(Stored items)
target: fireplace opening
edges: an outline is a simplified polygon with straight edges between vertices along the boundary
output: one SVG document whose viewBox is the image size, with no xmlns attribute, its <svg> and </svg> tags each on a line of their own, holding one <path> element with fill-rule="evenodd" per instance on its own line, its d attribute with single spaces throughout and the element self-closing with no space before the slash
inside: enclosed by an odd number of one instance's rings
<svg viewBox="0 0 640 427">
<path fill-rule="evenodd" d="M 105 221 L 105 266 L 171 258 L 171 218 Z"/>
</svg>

Aim of the exercise ->
Only lines of the data holding the word "with" go in the answer. Please copy each of them.

Task answer ->
edges: an outline is a simplified polygon with straight edges between vertices along the boundary
output: one SVG document whose viewBox is the image size, with no xmlns attribute, its <svg> and </svg> tags each on a line of their own, holding one <path> element with fill-rule="evenodd" per instance on its own line, its d attribute with single spaces throughout and the element self-closing with no space before the slash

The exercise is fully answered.